Records contained in a dataset
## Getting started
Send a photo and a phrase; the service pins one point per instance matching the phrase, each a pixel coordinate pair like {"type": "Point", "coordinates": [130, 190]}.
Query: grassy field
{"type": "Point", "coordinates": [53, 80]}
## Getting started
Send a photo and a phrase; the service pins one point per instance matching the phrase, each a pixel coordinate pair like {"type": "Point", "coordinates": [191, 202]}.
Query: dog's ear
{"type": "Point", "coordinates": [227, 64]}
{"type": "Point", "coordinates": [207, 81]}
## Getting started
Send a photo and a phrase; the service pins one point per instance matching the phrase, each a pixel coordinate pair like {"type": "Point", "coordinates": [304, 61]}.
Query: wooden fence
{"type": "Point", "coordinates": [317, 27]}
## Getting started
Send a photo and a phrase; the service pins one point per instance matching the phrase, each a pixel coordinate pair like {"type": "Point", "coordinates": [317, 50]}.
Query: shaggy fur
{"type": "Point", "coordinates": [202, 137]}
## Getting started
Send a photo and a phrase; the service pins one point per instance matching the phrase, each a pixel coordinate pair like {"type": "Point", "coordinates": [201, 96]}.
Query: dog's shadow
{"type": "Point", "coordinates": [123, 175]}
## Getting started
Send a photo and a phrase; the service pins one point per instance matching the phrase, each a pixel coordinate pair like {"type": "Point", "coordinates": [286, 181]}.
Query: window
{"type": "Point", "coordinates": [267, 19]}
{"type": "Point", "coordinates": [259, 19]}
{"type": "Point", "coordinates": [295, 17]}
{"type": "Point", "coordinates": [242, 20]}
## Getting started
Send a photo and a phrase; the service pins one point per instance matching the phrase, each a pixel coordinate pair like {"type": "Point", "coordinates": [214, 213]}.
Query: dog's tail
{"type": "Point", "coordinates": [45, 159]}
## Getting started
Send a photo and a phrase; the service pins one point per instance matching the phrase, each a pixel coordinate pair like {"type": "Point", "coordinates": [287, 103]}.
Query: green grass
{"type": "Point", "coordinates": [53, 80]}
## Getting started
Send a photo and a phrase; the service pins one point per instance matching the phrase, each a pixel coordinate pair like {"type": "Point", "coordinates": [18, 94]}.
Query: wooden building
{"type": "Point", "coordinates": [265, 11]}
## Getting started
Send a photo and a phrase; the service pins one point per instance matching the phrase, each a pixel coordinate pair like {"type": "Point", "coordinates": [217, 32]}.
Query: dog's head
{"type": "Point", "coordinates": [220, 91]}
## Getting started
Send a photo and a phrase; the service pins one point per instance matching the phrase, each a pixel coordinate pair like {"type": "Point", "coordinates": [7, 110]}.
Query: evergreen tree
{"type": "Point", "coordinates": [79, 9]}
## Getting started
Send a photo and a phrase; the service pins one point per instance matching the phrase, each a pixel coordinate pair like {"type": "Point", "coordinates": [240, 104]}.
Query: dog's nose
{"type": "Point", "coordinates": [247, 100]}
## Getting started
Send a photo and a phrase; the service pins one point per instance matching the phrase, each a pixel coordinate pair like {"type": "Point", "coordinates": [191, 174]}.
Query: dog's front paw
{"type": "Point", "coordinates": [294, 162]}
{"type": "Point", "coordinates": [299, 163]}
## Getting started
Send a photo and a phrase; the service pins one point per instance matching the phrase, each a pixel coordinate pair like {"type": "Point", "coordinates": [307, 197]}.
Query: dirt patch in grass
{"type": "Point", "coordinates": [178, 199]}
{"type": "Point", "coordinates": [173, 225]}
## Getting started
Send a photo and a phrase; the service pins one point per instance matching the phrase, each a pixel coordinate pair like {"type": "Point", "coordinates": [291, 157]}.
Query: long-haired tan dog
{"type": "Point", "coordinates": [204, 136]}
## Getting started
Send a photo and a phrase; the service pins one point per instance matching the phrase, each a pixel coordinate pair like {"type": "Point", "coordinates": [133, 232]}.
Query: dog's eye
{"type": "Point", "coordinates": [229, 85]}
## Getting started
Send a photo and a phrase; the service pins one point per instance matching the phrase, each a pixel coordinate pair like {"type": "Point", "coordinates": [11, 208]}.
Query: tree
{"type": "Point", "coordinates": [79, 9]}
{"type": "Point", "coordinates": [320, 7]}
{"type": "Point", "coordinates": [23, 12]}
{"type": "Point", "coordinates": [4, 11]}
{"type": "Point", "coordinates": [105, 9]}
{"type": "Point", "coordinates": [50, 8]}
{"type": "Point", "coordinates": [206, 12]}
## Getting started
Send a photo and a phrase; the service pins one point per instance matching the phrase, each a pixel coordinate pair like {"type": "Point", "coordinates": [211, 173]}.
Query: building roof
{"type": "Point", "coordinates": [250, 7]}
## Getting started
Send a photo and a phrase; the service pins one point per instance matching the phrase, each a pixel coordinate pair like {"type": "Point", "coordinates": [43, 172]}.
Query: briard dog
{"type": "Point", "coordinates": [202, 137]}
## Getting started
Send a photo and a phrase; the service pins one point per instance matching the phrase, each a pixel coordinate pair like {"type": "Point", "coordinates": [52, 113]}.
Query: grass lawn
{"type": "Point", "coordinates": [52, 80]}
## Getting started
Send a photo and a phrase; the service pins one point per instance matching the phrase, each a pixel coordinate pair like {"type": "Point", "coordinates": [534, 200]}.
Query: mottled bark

▸ **Problem to solve**: Your task is to repeat every line exactly.

▸ **Response to this exercise**:
## Getting started
Send a photo and a phrase; the service pins one point per instance matching the phrase, each a pixel coordinate pair like {"type": "Point", "coordinates": [130, 190]}.
Query: grassy field
{"type": "Point", "coordinates": [53, 80]}
## Getting started
Send a photo and a phrase; the service pins one point per instance matching the phrase, each a pixel coordinate pair like {"type": "Point", "coordinates": [191, 202]}.
Query: dog's ear
{"type": "Point", "coordinates": [227, 64]}
{"type": "Point", "coordinates": [207, 81]}
## Getting started
Send a photo and a phrase; the service pins one point per instance matching the phrase, each a pixel coordinate pair like {"type": "Point", "coordinates": [304, 61]}.
Query: wooden fence
{"type": "Point", "coordinates": [317, 27]}
## Getting started
Send a photo and a phrase; the service pins one point per instance matching the phrase, each a pixel coordinate pair like {"type": "Point", "coordinates": [317, 50]}.
Query: shaggy fur
{"type": "Point", "coordinates": [202, 137]}
## Getting started
Send a photo and a phrase; the service pins one point per instance matching the phrase, each a pixel coordinate pair like {"type": "Point", "coordinates": [201, 96]}.
Query: dog's shadow
{"type": "Point", "coordinates": [123, 175]}
## Getting started
Send a photo and a phrase; the service pins one point per instance matching the phrase, each a pixel coordinate pair like {"type": "Point", "coordinates": [286, 181]}.
Query: window
{"type": "Point", "coordinates": [267, 19]}
{"type": "Point", "coordinates": [259, 19]}
{"type": "Point", "coordinates": [295, 17]}
{"type": "Point", "coordinates": [242, 20]}
## Getting started
Send a photo and a phrase; the service pins one point per instance matching the phrase, each a pixel coordinate pair like {"type": "Point", "coordinates": [214, 213]}.
Query: dog's tail
{"type": "Point", "coordinates": [45, 159]}
## Getting started
Send a photo and a phrase; the service pins one point per instance matching the phrase, each a pixel coordinate pair like {"type": "Point", "coordinates": [287, 103]}.
Query: green grass
{"type": "Point", "coordinates": [53, 80]}
## Getting started
Send a photo and a phrase; the service pins one point per instance matching the phrase, each a pixel coordinate pair like {"type": "Point", "coordinates": [18, 94]}.
Query: wooden building
{"type": "Point", "coordinates": [265, 11]}
## Getting started
Send a photo and a phrase; the service pins one point per instance matching the phrase, each a pixel coordinate pair like {"type": "Point", "coordinates": [217, 32]}.
Query: dog's head
{"type": "Point", "coordinates": [220, 91]}
## Getting started
Send a photo and a phrase; the service pins one point per instance matching the phrase, each a pixel coordinate pair like {"type": "Point", "coordinates": [7, 110]}.
Query: evergreen tree
{"type": "Point", "coordinates": [79, 9]}
## Getting started
Send a photo and a phrase; the service pins one point per instance matching the phrase, each a pixel coordinate pair like {"type": "Point", "coordinates": [240, 104]}.
Query: dog's nose
{"type": "Point", "coordinates": [247, 100]}
## Getting started
Send a photo and a phrase; the service pins one point per instance matching the phrase, each a pixel coordinate pair like {"type": "Point", "coordinates": [191, 174]}.
Query: dog's front paw
{"type": "Point", "coordinates": [294, 162]}
{"type": "Point", "coordinates": [299, 163]}
## Getting started
Send a photo and a phrase; the service pins one point per instance matching the phrase, each a pixel coordinate pair like {"type": "Point", "coordinates": [307, 197]}.
Query: dirt patch in grass
{"type": "Point", "coordinates": [178, 199]}
{"type": "Point", "coordinates": [173, 225]}
## Getting started
Send a photo and a phrase; the service pins one point per instance matching the phrase, each a pixel coordinate pair like {"type": "Point", "coordinates": [291, 157]}.
Query: long-haired tan dog
{"type": "Point", "coordinates": [204, 136]}
## Getting started
Send a photo and a phrase; the service pins one point per instance matching the phrase, each a pixel coordinate pair like {"type": "Point", "coordinates": [133, 232]}.
Query: dog's eye
{"type": "Point", "coordinates": [229, 85]}
## Getting started
Send a photo and a phrase; the service pins one point per instance matching the phrase, each a pixel coordinate pair like {"type": "Point", "coordinates": [11, 208]}.
Query: tree
{"type": "Point", "coordinates": [79, 9]}
{"type": "Point", "coordinates": [320, 7]}
{"type": "Point", "coordinates": [23, 12]}
{"type": "Point", "coordinates": [4, 11]}
{"type": "Point", "coordinates": [105, 9]}
{"type": "Point", "coordinates": [50, 8]}
{"type": "Point", "coordinates": [206, 12]}
## Getting started
Send a photo and a phrase; the service pins one point per instance matching the phrase, each a pixel coordinate pair like {"type": "Point", "coordinates": [211, 173]}.
Query: building roof
{"type": "Point", "coordinates": [250, 7]}
## Getting started
Send a photo and a phrase; the service pins one point per instance matching the phrase, each a pixel coordinate pair like {"type": "Point", "coordinates": [43, 172]}.
Query: briard dog
{"type": "Point", "coordinates": [202, 137]}
## Getting started
Send a photo and a phrase; the service pins one point per instance matching the phrase, each a pixel coordinate pair like {"type": "Point", "coordinates": [52, 113]}.
Query: grass lawn
{"type": "Point", "coordinates": [52, 80]}
## Getting started
Send a photo and a phrase; the service pins one point per instance matching the phrase, each a pixel coordinate pair like {"type": "Point", "coordinates": [534, 200]}.
Query: mottled bark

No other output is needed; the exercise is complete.